Der Umstand, dass in ehrenamtlich verwalteten Gemeinden die Gemeindevertretung nach wie vor für die Wahl des Bürgermeisters zuständig ist, kann die Beibehaltung der Fünf-Prozent-Sperrklausel nicht rechtfertigen. In sämtlichen ehrenamtlich verwalteten Gemeinden muss ein Wahlbewerber, um sicher einen Sitz in der Gemeindevertretung zu erlangen, ohnehin mindestens fünf Prozent der Wählerstimmen auf sich vereinigen. Dies beruht darauf, dass alle ehrenamtlich verwalteten Gemeinden in Schleswig-Holstein weniger als 10.000 Einwohner haben, was dazu führt, dass maximal 19 Gemeindevertreter zu wählen sind. Bei einem zu wählenden Gremium mit 19 Sitzen beträgt schon die faktische Sperrklausel fünf Prozent. Der Wegfall der gesetzlich normierten Fünf-Prozent-Sperrklausel würde sich in den ehrenamtlich verwalteten Gemeinden - und damit in nahezu 95 Prozent aller schleswig-holsteinischen Gemeinden - praktisch nicht auswirken.
b) Auch bei einer größeren Anzahl von Fraktionen oder Einzelvertretern in der Gemeindevertretung oder im Kreistag drohen keine nachhaltigen Gefahren für die Funktionsfähigkeit der Kommunalvertretung. Für Sachentscheidungen reicht bereits eine relative Abstimmungsmehrheit aus. Bei Wahlen gilt grundsätzlich das Meiststimmenverfahren. Danach ist der Kandidat gewählt, auf den mindestens eine Stimme mehr entfällt als auf eine andere vorgeschlagene Person.
c) Darüber hinaus liegt eine gänzliche Funktions- und Entscheidungsunfähigkeit in Anbetracht der Regelungen der Gemeinde- und der Kreisordnung fern, die insbesondere die Entscheidungsfähigkeit der Kommunalvertretungen auch dann sicherstellen, wenn das übliche Quorum der Beschlussfähigkeit nicht zu erreichen ist. In der Praxis betrifft dies vor allem die Fälle, in denen die Beschlussunfähigkeit von mehreren Mitgliedern der Gemeindevertretung oder des Kreistags durch Verlassen einer Sitzung herbeigeführt wird.

Arbeitsanweisung
Schreib aus dem Text über die Fünf-Prozent-Sperrklausel alles von „b) Auch bei“ bis hinunter zu „andere vorgeschlagene Person.“ wortgetreu ab.

[Datenliste]
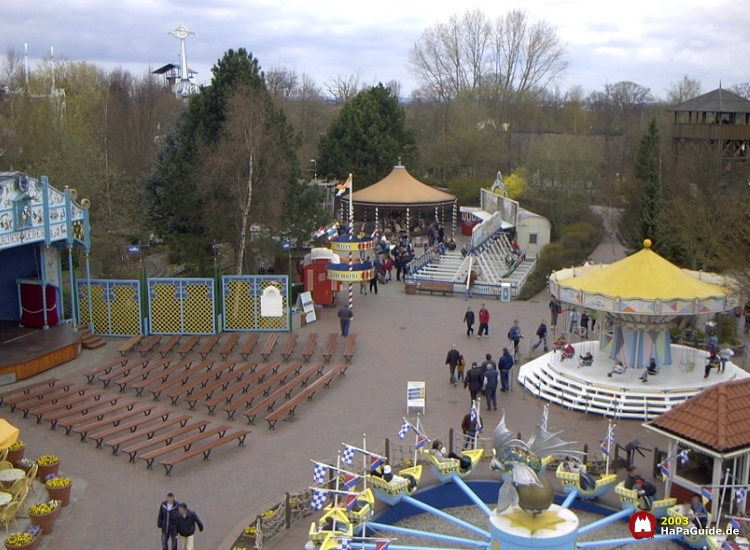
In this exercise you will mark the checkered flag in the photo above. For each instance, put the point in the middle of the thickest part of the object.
(404, 429)
(318, 499)
(348, 455)
(319, 472)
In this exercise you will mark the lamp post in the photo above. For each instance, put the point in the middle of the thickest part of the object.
(315, 168)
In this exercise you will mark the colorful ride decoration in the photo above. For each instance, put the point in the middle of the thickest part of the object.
(643, 293)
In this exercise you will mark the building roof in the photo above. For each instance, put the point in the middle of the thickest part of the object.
(717, 418)
(401, 189)
(717, 101)
(647, 276)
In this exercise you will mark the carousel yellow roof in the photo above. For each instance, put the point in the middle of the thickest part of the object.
(647, 276)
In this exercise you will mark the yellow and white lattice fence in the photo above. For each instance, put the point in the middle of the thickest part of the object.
(115, 306)
(181, 306)
(256, 302)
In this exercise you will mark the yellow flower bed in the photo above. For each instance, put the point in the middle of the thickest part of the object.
(47, 460)
(58, 483)
(19, 539)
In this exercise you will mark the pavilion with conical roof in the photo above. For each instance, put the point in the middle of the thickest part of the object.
(642, 293)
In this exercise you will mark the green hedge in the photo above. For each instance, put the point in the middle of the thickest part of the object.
(577, 241)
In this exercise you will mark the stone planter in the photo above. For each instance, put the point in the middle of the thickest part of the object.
(15, 455)
(31, 546)
(44, 471)
(45, 521)
(62, 494)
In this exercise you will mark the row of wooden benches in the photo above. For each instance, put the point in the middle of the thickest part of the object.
(150, 344)
(86, 411)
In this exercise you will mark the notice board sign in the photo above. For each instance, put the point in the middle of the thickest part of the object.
(416, 395)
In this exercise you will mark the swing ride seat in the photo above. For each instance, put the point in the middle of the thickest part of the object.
(570, 481)
(391, 493)
(365, 506)
(445, 469)
(629, 499)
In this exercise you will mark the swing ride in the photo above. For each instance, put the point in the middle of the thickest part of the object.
(638, 299)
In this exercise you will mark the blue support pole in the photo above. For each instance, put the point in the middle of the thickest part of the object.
(570, 498)
(447, 517)
(606, 520)
(471, 494)
(381, 527)
(625, 541)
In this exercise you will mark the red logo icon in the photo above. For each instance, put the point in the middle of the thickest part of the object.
(642, 525)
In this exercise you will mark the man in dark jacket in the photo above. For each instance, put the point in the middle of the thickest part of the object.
(186, 522)
(474, 379)
(506, 364)
(452, 360)
(167, 522)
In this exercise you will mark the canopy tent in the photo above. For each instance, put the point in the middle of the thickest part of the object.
(8, 434)
(400, 189)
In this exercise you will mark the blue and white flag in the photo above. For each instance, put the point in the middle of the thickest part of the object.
(348, 455)
(319, 472)
(404, 429)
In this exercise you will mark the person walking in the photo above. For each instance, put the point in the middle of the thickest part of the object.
(346, 315)
(469, 320)
(514, 335)
(167, 522)
(187, 520)
(474, 381)
(506, 365)
(452, 361)
(484, 322)
(491, 378)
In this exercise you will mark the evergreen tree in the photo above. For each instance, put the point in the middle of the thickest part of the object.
(367, 138)
(644, 210)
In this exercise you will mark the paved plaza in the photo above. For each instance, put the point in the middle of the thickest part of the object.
(400, 339)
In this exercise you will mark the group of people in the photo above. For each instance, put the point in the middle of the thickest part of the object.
(177, 523)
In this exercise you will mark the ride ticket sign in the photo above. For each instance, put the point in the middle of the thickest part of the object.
(644, 525)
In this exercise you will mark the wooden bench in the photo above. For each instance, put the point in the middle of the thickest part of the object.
(330, 347)
(104, 369)
(136, 429)
(351, 347)
(209, 346)
(163, 376)
(167, 437)
(228, 346)
(25, 390)
(435, 286)
(142, 374)
(209, 389)
(285, 391)
(188, 346)
(114, 420)
(70, 423)
(249, 346)
(130, 344)
(307, 394)
(148, 345)
(169, 345)
(269, 345)
(205, 366)
(124, 370)
(291, 343)
(309, 349)
(204, 449)
(185, 444)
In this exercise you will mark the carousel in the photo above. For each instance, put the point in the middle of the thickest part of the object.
(633, 369)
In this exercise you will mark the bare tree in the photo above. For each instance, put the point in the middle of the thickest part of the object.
(684, 90)
(341, 88)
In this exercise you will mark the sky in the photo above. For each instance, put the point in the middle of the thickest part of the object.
(651, 42)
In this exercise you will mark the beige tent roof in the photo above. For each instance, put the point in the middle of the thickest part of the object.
(400, 188)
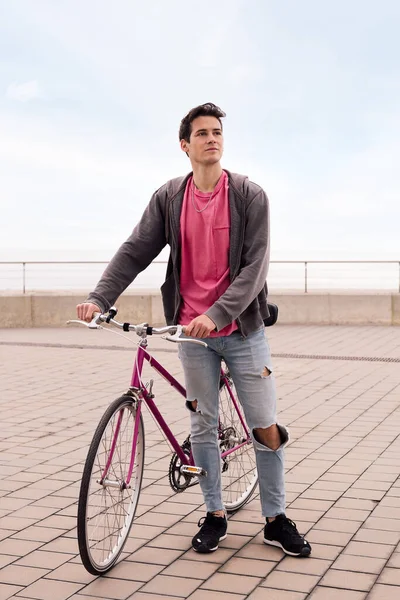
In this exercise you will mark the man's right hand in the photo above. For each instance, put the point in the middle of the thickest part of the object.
(85, 311)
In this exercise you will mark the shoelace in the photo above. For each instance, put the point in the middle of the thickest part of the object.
(289, 526)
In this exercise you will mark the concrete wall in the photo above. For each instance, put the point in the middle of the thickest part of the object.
(340, 308)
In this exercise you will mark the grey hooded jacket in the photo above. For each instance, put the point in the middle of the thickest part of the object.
(245, 300)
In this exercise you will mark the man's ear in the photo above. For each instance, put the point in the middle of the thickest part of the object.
(184, 146)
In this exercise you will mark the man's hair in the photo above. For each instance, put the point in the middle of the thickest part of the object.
(204, 110)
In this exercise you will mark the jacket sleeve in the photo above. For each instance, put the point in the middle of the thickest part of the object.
(253, 268)
(140, 249)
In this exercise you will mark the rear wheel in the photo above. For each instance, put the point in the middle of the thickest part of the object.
(239, 470)
(106, 505)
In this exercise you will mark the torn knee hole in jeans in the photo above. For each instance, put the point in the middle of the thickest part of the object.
(193, 405)
(266, 372)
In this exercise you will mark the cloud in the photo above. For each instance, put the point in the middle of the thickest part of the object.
(24, 92)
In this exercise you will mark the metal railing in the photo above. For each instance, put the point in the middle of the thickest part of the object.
(306, 267)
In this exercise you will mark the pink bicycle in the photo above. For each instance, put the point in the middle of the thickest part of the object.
(113, 470)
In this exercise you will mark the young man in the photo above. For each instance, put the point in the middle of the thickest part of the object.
(217, 225)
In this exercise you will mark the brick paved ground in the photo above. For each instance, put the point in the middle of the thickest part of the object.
(343, 473)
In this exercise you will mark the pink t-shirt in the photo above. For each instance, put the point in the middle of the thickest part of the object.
(204, 273)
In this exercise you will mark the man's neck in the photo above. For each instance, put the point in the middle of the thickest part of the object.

Ergebnis
b) Auch bei einer größeren Anzahl von Fraktionen oder Einzelvertretern in der Gemeindevertretung oder im Kreistag drohen keine nachhaltigen Gefahren für die Funktionsfähigkeit der Kommunalvertretung. Für Sachentscheidungen reicht bereits eine relative Abstimmungsmehrheit aus. Bei Wahlen gilt grundsätzlich das Meiststimmenverfahren. Danach ist der Kandidat gewählt, auf den mindestens eine Stimme mehr entfällt als auf eine andere vorgeschlagene Person.